- Source extract:
——————————

Of the 107 state and federal women’s prisons that publicly posted data on cumulative COVID-19 cases, 52 reported more than 100 infections since March 2020, according to the team’s findings. But many other prisons and jails that house women do not report such information, so UCLA’s researchers estimate much higher infection rates among incarcerated women than what the report reflects.
“We’re entirely at the mercy of these departments of corrections that don’t really have any interest to report accurate and reliable data, and it’s really a long-standing problem that has led to the current moment,” said Joshua Manson, a researcher with the UCLA Law COVID Behind Bars Data Project.
Even without solid numbers, research and interviews with incarcerated women over the last 18 months has painted a bleak picture of life inside jails and prisons for women dealing with the fallout of the pandemic.
Women incarcerated at the Central California Women’s Facility told The 19th last year about their fears living in close quarters with people who had tested positive for COVID-19 and staff who in some cases refused to follow public health guidelines.

——————————

- Information shown:
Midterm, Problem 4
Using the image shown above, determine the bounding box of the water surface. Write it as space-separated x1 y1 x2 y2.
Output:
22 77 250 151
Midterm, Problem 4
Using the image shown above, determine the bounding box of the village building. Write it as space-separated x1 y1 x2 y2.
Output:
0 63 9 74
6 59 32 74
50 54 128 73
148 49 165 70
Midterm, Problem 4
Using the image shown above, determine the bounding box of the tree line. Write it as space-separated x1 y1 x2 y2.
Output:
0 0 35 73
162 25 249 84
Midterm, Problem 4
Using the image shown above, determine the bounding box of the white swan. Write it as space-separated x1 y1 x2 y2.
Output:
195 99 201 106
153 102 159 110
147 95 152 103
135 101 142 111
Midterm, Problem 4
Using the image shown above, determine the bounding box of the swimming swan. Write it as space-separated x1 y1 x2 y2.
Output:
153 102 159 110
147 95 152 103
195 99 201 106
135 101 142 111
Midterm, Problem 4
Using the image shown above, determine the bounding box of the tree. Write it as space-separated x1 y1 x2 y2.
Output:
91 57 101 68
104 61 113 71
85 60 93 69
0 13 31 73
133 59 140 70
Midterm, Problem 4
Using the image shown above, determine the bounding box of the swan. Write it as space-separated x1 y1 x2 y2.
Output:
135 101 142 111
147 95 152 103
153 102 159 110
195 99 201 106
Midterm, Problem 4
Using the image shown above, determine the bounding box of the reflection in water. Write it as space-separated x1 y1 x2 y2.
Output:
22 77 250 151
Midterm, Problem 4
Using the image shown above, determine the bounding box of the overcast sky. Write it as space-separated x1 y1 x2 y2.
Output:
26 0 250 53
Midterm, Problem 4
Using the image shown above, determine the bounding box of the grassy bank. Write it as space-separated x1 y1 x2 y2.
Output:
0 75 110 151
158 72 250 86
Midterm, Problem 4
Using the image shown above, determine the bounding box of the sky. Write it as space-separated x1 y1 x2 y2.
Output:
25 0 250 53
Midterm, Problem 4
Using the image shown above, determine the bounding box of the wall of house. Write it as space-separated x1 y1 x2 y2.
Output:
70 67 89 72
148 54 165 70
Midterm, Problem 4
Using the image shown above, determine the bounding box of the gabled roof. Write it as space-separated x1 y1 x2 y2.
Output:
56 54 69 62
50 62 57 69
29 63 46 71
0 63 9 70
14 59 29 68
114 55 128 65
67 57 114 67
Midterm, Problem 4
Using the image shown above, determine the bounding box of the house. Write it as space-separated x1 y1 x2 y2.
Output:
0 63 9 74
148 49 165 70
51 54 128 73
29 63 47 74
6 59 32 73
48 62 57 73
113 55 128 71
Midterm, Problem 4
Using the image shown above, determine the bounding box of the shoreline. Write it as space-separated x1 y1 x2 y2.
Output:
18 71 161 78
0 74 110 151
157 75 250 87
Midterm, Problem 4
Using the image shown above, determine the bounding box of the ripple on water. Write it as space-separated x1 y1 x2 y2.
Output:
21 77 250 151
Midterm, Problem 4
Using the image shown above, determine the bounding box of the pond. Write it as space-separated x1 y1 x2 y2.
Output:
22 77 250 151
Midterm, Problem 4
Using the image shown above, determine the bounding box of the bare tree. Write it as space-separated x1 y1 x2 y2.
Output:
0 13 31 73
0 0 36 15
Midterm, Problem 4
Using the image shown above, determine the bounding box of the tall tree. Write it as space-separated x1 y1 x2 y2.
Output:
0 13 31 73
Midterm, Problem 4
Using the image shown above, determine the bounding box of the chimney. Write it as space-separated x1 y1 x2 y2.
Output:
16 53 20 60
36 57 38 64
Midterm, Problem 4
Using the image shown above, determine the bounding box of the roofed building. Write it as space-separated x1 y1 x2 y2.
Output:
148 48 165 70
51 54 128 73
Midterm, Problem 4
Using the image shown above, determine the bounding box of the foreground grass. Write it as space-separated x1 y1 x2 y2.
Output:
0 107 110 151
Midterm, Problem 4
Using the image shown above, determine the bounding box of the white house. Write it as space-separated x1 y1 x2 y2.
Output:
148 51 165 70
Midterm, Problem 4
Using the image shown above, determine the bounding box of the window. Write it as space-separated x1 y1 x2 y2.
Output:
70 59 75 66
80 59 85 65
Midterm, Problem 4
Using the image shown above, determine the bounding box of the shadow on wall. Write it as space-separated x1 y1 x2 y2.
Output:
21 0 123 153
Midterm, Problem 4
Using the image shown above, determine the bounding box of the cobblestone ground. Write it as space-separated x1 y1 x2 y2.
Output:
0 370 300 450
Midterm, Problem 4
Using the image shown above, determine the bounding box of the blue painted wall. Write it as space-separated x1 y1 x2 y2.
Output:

——————————

Condense the text on COVID-19 in women's prisons into two sentences.

Of the 107 state and federal women's prisons that publicly posted cumulative COVID-19 case data, 52 reported more than 100 infections since March 2020. Because many other facilities that house women do not report such information, UCLA researchers estimate much higher infection rates among incarcerated women, and research and interviews have painted a bleak picture of life inside during the pandemic.